Mangling dependent parameter types, or, what happened to `std::default_order`

Consider this ridiculously icky template code:

template<class T> int f(int) { return 1; }  // A
template int f<int>(int);  // B

template<class T> int f(T) { return 2; }  // C
template int f(int);  // D

int main() {
    return f(0) + f<int>(0);
}

According to GCC, Clang, ICC, and the paper standard, this program is valid C++, and it is supposed to return 3. (According to MSVC, this program is awful and shouldn’t even link.)

First of all, I should mention that I gave a two-part talk at CppCon 2016 titled “Template Normal Programming.” Much of the stuff we’re about to dive into is covered in that talk. I highly recommend watching it… if I do say so myself.

Here we have an overload set consisting of two function templates, both named f. There’s template<class T> int f(int) (on line A) and there’s template<class T> int f(T) (on line C).

Each template has one explicit instantiation definition for T=int. The first instantiation definition (on line B) says, “I’m an instantiation of f with the first template parameter set to int.” There’s only one f visible at that point, so this is unambiguously an instantiation of template A.

- Record extracts -
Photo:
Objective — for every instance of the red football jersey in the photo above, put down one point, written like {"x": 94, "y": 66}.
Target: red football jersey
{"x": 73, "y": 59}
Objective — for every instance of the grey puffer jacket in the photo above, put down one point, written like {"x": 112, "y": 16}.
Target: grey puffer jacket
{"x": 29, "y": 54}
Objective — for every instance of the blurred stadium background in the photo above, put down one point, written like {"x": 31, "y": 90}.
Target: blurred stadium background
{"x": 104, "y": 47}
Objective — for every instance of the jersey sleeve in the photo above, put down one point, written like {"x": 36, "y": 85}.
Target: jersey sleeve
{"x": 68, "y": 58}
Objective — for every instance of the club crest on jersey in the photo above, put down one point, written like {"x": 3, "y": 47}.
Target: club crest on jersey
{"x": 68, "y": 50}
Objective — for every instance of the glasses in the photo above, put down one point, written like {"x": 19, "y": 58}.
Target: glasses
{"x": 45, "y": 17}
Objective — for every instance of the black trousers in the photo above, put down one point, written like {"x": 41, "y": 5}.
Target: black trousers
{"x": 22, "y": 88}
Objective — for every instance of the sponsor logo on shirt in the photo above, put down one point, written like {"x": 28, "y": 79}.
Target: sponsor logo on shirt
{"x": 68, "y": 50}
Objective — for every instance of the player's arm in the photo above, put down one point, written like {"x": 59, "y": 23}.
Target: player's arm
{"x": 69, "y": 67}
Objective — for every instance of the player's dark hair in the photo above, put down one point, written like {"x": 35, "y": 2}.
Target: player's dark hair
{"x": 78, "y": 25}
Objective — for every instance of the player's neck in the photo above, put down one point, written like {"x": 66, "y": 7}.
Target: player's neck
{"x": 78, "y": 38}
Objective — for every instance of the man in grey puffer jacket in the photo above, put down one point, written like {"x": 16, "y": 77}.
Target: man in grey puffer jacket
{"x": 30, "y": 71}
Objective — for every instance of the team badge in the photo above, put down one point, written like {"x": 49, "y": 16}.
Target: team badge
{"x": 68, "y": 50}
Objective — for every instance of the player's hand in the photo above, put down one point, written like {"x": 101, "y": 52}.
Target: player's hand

- Task instructions -
Please output the stretch of the template text from "According to GCC, Clang, ICC, and" through "shouldn’t even link.)", copied word for word. The data has no connection to the template text.

- Answer in full -
According to GCC, Clang, ICC, and the paper standard, this program is valid C++, and it is supposed to return 3. (According to MSVC, this program is awful and shouldn’t even link.)